DO THIS:
Below are records to repeat exactly. Omit the pictures from the copy.

%%

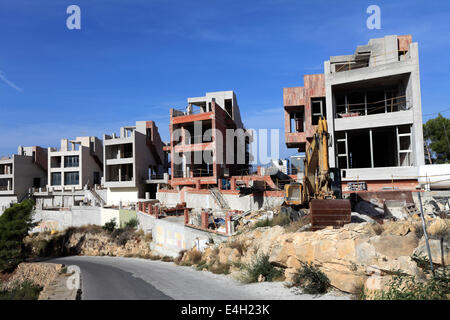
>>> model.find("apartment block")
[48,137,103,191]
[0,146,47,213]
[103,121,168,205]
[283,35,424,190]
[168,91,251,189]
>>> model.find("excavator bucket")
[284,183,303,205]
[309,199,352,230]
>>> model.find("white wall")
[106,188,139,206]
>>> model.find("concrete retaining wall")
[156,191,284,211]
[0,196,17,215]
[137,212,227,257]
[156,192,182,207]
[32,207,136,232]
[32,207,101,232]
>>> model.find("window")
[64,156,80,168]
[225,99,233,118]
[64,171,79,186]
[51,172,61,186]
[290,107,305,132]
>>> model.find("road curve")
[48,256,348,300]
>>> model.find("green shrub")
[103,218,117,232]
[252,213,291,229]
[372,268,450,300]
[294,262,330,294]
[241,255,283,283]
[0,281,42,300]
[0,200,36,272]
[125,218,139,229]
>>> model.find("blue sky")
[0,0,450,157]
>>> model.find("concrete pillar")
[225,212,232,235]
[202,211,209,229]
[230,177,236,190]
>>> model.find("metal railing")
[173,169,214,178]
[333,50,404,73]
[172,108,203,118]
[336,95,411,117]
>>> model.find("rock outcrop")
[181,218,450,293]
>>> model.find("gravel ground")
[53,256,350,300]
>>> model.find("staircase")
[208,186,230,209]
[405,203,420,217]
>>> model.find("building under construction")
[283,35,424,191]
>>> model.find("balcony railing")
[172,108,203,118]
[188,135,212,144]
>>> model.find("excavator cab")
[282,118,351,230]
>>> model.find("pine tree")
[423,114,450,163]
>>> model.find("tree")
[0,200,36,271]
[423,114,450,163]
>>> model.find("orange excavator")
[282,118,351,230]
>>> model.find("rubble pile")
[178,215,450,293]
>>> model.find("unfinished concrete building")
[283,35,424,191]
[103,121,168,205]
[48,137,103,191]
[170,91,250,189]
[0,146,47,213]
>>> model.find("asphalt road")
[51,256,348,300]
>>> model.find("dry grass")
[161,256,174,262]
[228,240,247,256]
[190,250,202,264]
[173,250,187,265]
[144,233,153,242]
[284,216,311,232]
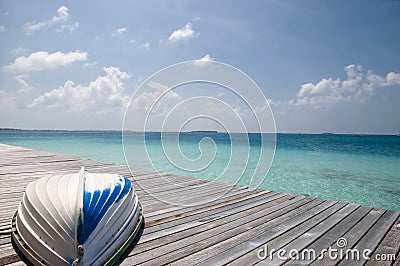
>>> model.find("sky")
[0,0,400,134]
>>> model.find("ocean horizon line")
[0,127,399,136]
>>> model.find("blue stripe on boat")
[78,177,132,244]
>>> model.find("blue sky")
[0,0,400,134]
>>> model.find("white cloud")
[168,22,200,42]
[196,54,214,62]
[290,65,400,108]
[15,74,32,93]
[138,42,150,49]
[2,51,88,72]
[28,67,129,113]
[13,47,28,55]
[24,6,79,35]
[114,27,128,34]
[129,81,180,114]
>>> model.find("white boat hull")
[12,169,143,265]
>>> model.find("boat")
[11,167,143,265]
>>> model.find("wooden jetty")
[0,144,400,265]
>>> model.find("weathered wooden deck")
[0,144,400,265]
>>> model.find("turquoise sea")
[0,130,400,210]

%%

OUTPUT FOR THIS EXERCISE:
>>> model.find("apartment block")
[48,137,103,191]
[0,146,47,213]
[103,121,168,205]
[283,35,424,190]
[168,91,251,189]
>>> model.find("excavator bucket")
[284,183,303,205]
[309,199,352,230]
>>> model.find("white wall")
[106,188,139,206]
>>> model.find("concrete retaining wall")
[156,191,284,211]
[0,196,17,215]
[137,212,227,257]
[156,192,182,207]
[32,207,136,232]
[32,207,101,232]
>>> model.find("window")
[64,156,80,168]
[225,99,233,118]
[64,171,79,186]
[51,172,61,186]
[290,107,305,132]
>>> model.find("road curve")
[48,256,348,300]
>>> model.find("green shrub")
[103,218,117,232]
[252,213,291,229]
[372,268,450,300]
[294,262,330,294]
[241,255,283,283]
[0,281,42,300]
[0,200,36,272]
[125,218,139,229]
>>> model.find("blue sky")
[0,0,450,157]
>>> model.find("concrete pillar")
[225,212,232,235]
[202,211,209,229]
[230,177,236,190]
>>> model.find("metal railing")
[173,169,214,178]
[333,50,404,73]
[172,108,203,118]
[336,95,411,117]
>>> model.find("rock outcrop")
[181,218,450,293]
>>> model.find("gravel ground")
[53,256,350,300]
>>> model.find("staircase")
[208,186,230,209]
[405,203,420,217]
>>> model.find("building under construction")
[283,35,424,191]
>>> model.find("balcony railing")
[172,108,203,118]
[188,135,212,144]
>>> model.find("excavator cab")
[282,118,351,230]
>>> model.find("pine tree")
[423,114,450,163]
>>> model.find("tree")
[0,200,36,271]
[423,114,450,163]
>>> model.find("orange excavator")
[282,118,351,230]
>>> model.find("rubble pile")
[178,215,450,293]
>>> model.find("unfinished concrete building")
[283,35,424,191]
[103,121,168,205]
[48,137,103,191]
[170,91,250,189]
[0,146,47,213]
>>> model.find("asphalt road")
[51,256,348,300]
>>> model.find("dry grass")
[161,256,174,262]
[228,240,247,256]
[190,250,202,264]
[173,250,187,265]
[144,233,153,242]
[284,216,311,232]
>>> model.find("sky")
[0,0,400,134]
>>> model.find("ocean horizon line")
[0,127,399,136]
>>> model.find("blue stripe on boat")
[78,177,132,244]
>>> model.find("blue sky")
[0,0,400,134]
>>> model.find("white cloud")
[168,22,200,42]
[196,54,214,62]
[290,65,400,108]
[15,74,32,93]
[138,42,150,49]
[2,51,88,72]
[28,67,129,113]
[13,47,28,55]
[24,6,79,35]
[114,27,128,34]
[129,81,180,114]
>>> model.find("white boat hull")
[12,169,143,265]
>>> model.find("boat")
[11,167,143,265]
>>> model.find("wooden jetty")
[0,144,400,265]
>>> model.find("weathered wooden deck")
[0,144,400,265]
>>> model.find("turquoise sea")
[0,130,400,210]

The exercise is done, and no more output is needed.